Take the post on Hibe facets, starting with "The facet profile" and going on through "in that facet?", and write that part out again with "look" swapped in for "appearance".
— Start DOCUMENT EXTRACT —
20May/101

Society through Facets


In order to provide a real life experience Hibe uses facets and booklets. The post below and the following one provide a sneak peek on the mechanisms behind them. Next release of the platform, due this summer, will include an implementation of the discussed functionality.

Facets are our online Social Contexts

Hibe Facets

Figure 1 - Sandra and her facets

Facets are the digital counterparts of our social contexts.

They stand as subsets of our social life. For example, Sandra in Figure 1 displays three facets:  at the beach, at the music practice and at work.

Each facet comprises the following parts.

  1. A profile, our physical representation within a context
  2. An identity, the elements that define us in that context
  3. A privacy engine, the norms of distribution we set for that context
  4. A network, the people in a context and the rules between them

Most importantly, facets give us the freedom to establish and maintain different relationships with different people online.

Facet Profile

The facet profile is the representation of our appearance in a specific context.  We manage it using three required components.

Jack presents himself differently in each of his facets

  1. Name:  How do others know us in that facet?
  2. Avatar: How do we want others to see us?
  3. Facet: How do we name that facet?

We can add more profile information when editing it. In Jack's figure, he shows us three of his profiles.

It is normal to see others through a single profile: the one they want us to see.  If we have access to several profiles of a user, we will have the ability to browse through them.

Facet Identity

In life, we chose to present and express ourselves differently in each of our social contexts. We display different values, and discuss different topics depending on the situation we are in and the people we talk to.  The facet identity is meant to duplicate this form of adaptation in our online interactions.  It comprises the following elements.

  1. Our booklets, digital representations of our relations with the various elements that define us in a facet. We use booklets to discuss and share information.
— End DOCUMENT EXTRACT —
— Start STORED RECORDS —
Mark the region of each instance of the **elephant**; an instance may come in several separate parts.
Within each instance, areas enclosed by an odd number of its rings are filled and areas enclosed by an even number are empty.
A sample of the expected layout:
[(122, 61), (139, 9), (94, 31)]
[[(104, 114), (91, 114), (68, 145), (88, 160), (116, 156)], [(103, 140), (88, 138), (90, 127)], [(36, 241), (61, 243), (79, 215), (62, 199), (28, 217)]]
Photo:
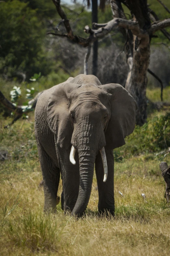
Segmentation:
[(42, 171), (44, 210), (56, 211), (60, 174), (62, 209), (81, 216), (91, 193), (94, 166), (98, 212), (114, 215), (113, 149), (125, 144), (135, 124), (135, 102), (121, 85), (102, 85), (81, 74), (45, 91), (35, 111)]

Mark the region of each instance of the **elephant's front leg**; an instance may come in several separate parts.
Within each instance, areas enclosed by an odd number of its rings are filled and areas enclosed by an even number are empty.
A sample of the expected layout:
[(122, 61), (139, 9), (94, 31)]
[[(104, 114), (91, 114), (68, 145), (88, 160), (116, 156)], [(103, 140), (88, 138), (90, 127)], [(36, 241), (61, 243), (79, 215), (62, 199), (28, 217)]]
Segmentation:
[(98, 210), (99, 214), (109, 212), (114, 215), (114, 158), (112, 150), (105, 149), (107, 164), (107, 177), (103, 182), (104, 171), (100, 152), (96, 158), (95, 169), (99, 193)]
[[(75, 206), (78, 195), (80, 175), (78, 155), (76, 154), (76, 164), (73, 164), (69, 160), (70, 150), (60, 152), (60, 160), (62, 170), (63, 192), (62, 207), (65, 213), (71, 212)], [(64, 195), (63, 195), (64, 194)], [(63, 200), (64, 196), (64, 200)]]
[(44, 211), (49, 212), (56, 208), (60, 181), (60, 169), (43, 147), (37, 142), (39, 160), (42, 171), (44, 193)]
— End STORED RECORDS —
COMPLETE ANSWER
The facet profile is the representation of our look in a specific context.  We manage it using three required components.

Jack presents himself differently in each of his facets

  1. Name:  How do others know us in that facet?